━━ EXTRAIT DE PAGE
Vers les trois heures un glaçon fut signalé, puis un navire démâté sur lequel on voyait plusieurs hommes. En approchant de plus près on sut que le navire était brisé, les provisions épuisées, l’équipage et les passagers affamés. On envoya des embarcations pour les recueillir ; mais au moment où ils arrivaient à bord, M. Bruce, à sa grande stupéfaction, reconnut parmi les naufragés l’homme qu’il avait vu dans la cabine du capitaine. Aussitôt que la confusion fut calmée et que le navire eut repris sa route, M. Bruce dit au capitaine : — Il paraît que ce n’est pas un Esprit que j’ai vu aujourd’hui ; il est vivant ; l’homme qui écrivait sur votre ardoise est un des passagers que nous venons de sauver ; le voici ; je le jurerais devant la justice.
━━━━
━━ DONNÉES FOURNIES
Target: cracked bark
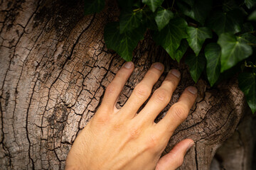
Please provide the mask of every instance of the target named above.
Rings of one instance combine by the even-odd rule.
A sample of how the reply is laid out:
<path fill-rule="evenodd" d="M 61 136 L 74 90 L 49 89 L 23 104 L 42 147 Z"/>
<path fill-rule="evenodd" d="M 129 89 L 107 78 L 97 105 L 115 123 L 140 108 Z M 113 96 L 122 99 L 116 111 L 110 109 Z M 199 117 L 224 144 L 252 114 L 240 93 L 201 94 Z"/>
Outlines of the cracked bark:
<path fill-rule="evenodd" d="M 6 0 L 0 6 L 0 169 L 63 169 L 75 137 L 124 62 L 103 40 L 103 26 L 117 20 L 116 4 L 109 2 L 102 13 L 87 16 L 82 1 Z M 182 73 L 157 122 L 193 81 L 183 62 L 171 60 L 147 34 L 134 56 L 136 69 L 117 107 L 125 103 L 151 63 L 166 67 L 154 89 L 171 68 Z M 196 86 L 197 102 L 165 150 L 185 138 L 196 141 L 180 169 L 208 169 L 216 149 L 247 110 L 235 78 L 215 89 L 203 79 Z"/>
━━━━
EXERCICES:
[a] Recopiez fidèlement, dans le récit du navire démâté, tout ce qui va de « Vers les trois » jusqu'à « devant la justice. ».
[b] Reprenez le récit du navire démâté à la suite de sa dernière phrase et poursuivez-le.

CORRIGÉS:
[a]
Vers les trois heures un glaçon fut signalé, puis un navire démâté sur lequel on voyait plusieurs hommes. En approchant de plus près on sut que le navire était brisé, les provisions épuisées, l’équipage et les passagers affamés. On envoya des embarcations pour les recueillir ; mais au moment où ils arrivaient à bord, M. Bruce, à sa grande stupéfaction, reconnut parmi les naufragés l’homme qu’il avait vu dans la cabine du capitaine. Aussitôt que la confusion fut calmée et que le navire eut repris sa route, M. Bruce dit au capitaine : — Il paraît que ce n’est pas un Esprit que j’ai vu aujourd’hui ; il est vivant ; l’homme qui écrivait sur votre ardoise est un des passagers que nous venons de sauver ; le voici ; je le jurerais devant la justice.

[b]
« Le capitaine étant allé vers cet homme, l’invita à descendre dans sa cabine et le pria d’écrire sur l’ardoise, du côté opposé à celui où se trouvait l’écriture mystérieuse : Gouvernez au nord-ouest. Le passager, intrigué de cette demande, s’y conforma néanmoins. Le capitaine, ayant pris l’ardoise, la retourna sans faire semblant de rien, et montrant au passager les mots écrits précédemment, lui dit : — C’est bien là votre écriture ? — Sans doute, puisque je viens d’écrire devant vous. — Et celle-ci ? ajouta-t-il en montrant l’autre côté. — Ceci est aussi mon écriture ; mais je ne sais comment cela se fait, car je n’ai écrit que d’un seul côté. — Mon second, que voici, prétend vous avoir vu aujourd’hui, à midi, assis devant ce pupitre et écrivant ces mots. — C’est impossible, puisqu’on m’a amené sur ce bâtiment il n’y a qu’un instant.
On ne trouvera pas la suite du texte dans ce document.